CHALLENGE 1: Decide whether each statement agrees with the forum thread below, answering yes or no and quoting the words that decide it: (a) the person offered the property has already visited it; (b) the friend who owns the property is thinking of animal husbandry; (c) too much sand would make crawdad burrows collapse.
CHALLENGE 2: Copy out the forum thread between "I was living" and "sand and salt?", inclusive.

SELECTED PASSAGE:
◆ ◆ ◆
I have been offered the chance to develop a property using permaculture techniques and could use some advice before I step up to bat.
The property is located in Bay St. Louis Mississippi. There looks to be a lot of sand. Also near a brackish bayou with nearby access to the Gulf of Mexico.
I was living in New Orleans for two years and northern Louisiana another three before that. I am familiar with the south and enjoy the warmth and bugs. No worries there!
A good friend if mine owns the property and wants to see it put to good use.
He will allow me to use the land - in exchange for a profit share once it is established. He is thinking animal husbandry, I am thinking fruit, nut and vegetables. Incorporate rabbits and chickens in the mix as well. Agroforestry if possible.
I am posting a google map link to the property. I have not been there. You can see there is sand and not much agriculture in the area.
I have experience raising poultry and rabbits, growing small gardens and have been diligently studying permaculture. Now is the time to get my hands dirty, but is this property simply too demanding of resources? What steps can I take? Too much sand and salt?
Thank you so much for your time.
I am currently living in Spain, as a legal resident. Starting to miss the states again and I have this opportunity.
I do not know much about growing in that area but just looking at the surrounding properties makes me think that there is all sorts of trees and shrubs that would grow there. Just have to see what the water table is, does it flood or drain well? Start adding lots of organics and plant whatever you think will grow.
I am going to cross post this in a regional forum in hopes that more folks in that area will see it.
I think fruits, nuts, and forestry would be on a collision course with any future sea level rise. I think a smarter option would be to plan for storm surges that could overtop the property. I think it would make a great crawdad farm. Just collect up all the food waste in town and the only cost in your operation will be picking up the crawdads and selling them.
P.S. Crawdads don't mind if it floods.
P.P.S. I didn't realize the property was so close to the casino. Maybe they will even pay you to haul off their food waste, then feeding the crawdads actually makes you money instead of costs you.
Turns out that this would be a great and profitable system to develop - but - I would need clay in the soil.
If you can roll a ball of soil and it holds its shape, you have enough clay content for the little burrowing critters to be happy. If there is too much sand - the burrows they hibernate in will collapse and kill them.
The property looks very short on clay. Very heavy on sand.
Can one easily and quickly build clay in the soil?
The property looks very short on clay. Very heavy on sand.
Can one easily and quickly build clay in the soil?
Do we have any other ideas?
Cypress agroforestry a profitable enterprise?
Now is when you need to get dirty. You really need to get to know what the soil is like -- by digging in it. In the South, a lot of times you see sand on the surface, but 6" below it is solid clay. Often times you have lenses of sand sitting on clay or vice versa. When will you get a chance to walk over the property with a shovel and test it in several places?
◆ ◆ ◆
STORED ROWS:
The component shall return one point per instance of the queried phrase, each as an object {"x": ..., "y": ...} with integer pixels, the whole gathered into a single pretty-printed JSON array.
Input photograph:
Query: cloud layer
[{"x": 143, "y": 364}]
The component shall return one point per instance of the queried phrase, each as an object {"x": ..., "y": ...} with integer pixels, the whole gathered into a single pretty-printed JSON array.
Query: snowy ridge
◆ ◆ ◆
EXERCISE ANSWER 1:
(a) No: "I have not been there."
(b) Yes: "He is thinking animal husbandry"
(c) Yes: "If there is too much sand - the burrows they hibernate in will collapse and kill them."

EXERCISE ANSWER 2:
I was living in New Orleans for two years and northern Louisiana another three before that. I am familiar with the south and enjoy the warmth and bugs. No worries there!
A good friend if mine owns the property and wants to see it put to good use.
He will allow me to use the land - in exchange for a profit share once it is established. He is thinking animal husbandry, I am thinking fruit, nut and vegetables. Incorporate rabbits and chickens in the mix as well. Agroforestry if possible.
I am posting a google map link to the property. I have not been there. You can see there is sand and not much agriculture in the area.
I have experience raising poultry and rabbits, growing small gardens and have been diligently studying permaculture. Now is the time to get my hands dirty, but is this property simply too demanding of resources? What steps can I take? Too much sand and salt?